▶ _Records_:
────────────────

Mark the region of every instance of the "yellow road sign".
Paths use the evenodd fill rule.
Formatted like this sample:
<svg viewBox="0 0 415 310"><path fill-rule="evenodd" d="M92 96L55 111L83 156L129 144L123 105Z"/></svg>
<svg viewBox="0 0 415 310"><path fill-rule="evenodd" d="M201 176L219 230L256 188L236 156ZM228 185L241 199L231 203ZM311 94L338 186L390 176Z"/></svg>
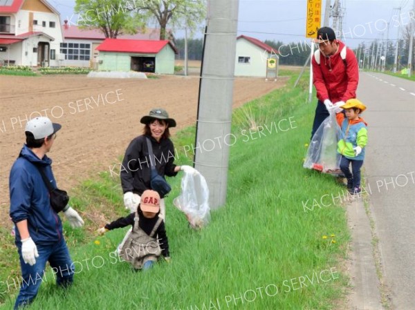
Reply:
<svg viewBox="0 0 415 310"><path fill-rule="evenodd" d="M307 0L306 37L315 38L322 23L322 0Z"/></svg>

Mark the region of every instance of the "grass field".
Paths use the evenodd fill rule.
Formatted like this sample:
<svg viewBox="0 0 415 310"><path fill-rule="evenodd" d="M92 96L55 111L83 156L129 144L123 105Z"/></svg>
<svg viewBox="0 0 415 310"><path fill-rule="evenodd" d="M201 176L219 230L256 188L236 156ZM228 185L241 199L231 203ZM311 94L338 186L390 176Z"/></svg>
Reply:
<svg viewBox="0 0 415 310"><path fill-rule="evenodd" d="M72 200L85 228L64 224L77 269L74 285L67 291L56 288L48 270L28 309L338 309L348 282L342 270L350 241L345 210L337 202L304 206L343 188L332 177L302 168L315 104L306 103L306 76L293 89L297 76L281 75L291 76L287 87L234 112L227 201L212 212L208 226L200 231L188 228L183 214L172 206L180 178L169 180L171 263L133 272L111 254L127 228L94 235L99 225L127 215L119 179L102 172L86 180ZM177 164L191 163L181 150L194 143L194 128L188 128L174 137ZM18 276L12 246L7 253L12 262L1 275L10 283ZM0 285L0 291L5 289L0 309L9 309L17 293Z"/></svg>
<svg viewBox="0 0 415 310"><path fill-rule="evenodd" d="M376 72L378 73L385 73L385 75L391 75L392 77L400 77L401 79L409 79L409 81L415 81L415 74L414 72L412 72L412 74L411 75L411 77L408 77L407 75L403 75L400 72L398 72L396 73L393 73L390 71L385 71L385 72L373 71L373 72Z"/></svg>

────────────────

▶ _Work instructions_:
Can you lay out every line of the records above as a numbered list, skipping blank lines and omitting the pictures?

▶ _Written reply_:
1. Mark the region of every instance of the "yellow road sign".
2. Paths use the evenodd fill rule.
3. Formatted like this sample:
4. <svg viewBox="0 0 415 310"><path fill-rule="evenodd" d="M92 96L55 111L83 156L129 144L123 105Z"/></svg>
5. <svg viewBox="0 0 415 310"><path fill-rule="evenodd" d="M201 176L219 230L256 188L236 156ZM228 185L241 199L231 203ZM311 94L338 186L390 176Z"/></svg>
6. Reply:
7. <svg viewBox="0 0 415 310"><path fill-rule="evenodd" d="M307 0L306 37L315 38L322 23L322 0Z"/></svg>
8. Mark the region of every instance of the "grass field".
9. Paths use the evenodd fill rule.
10. Formatted like this sample:
11. <svg viewBox="0 0 415 310"><path fill-rule="evenodd" d="M92 96L55 111L83 156L129 144L123 105Z"/></svg>
12. <svg viewBox="0 0 415 310"><path fill-rule="evenodd" d="M201 176L219 230L256 188L236 156ZM228 185L241 199L231 203ZM311 94L338 186L390 176Z"/></svg>
13. Reply:
14. <svg viewBox="0 0 415 310"><path fill-rule="evenodd" d="M72 200L85 228L64 224L77 269L74 285L67 291L56 288L48 270L28 309L338 309L348 282L342 270L350 241L345 210L337 202L304 206L343 188L332 177L302 168L315 104L306 103L306 76L293 89L297 76L281 75L291 76L287 87L234 112L227 201L212 212L208 226L200 231L188 228L183 214L172 206L180 178L169 180L171 263L133 272L111 254L127 228L94 235L99 225L127 215L119 179L102 172L86 180ZM177 164L191 163L181 150L194 143L194 128L188 128L174 137ZM18 276L12 246L7 253L12 262L1 275L10 283ZM0 285L0 291L5 289L0 309L9 309L17 293Z"/></svg>
15. <svg viewBox="0 0 415 310"><path fill-rule="evenodd" d="M376 72L378 73L385 73L385 75L391 75L392 77L400 77L401 79L409 79L409 81L415 81L415 74L414 72L412 72L412 74L411 75L411 77L408 77L407 75L403 75L400 72L398 72L396 73L393 73L390 71L385 71L385 72L373 71L373 72Z"/></svg>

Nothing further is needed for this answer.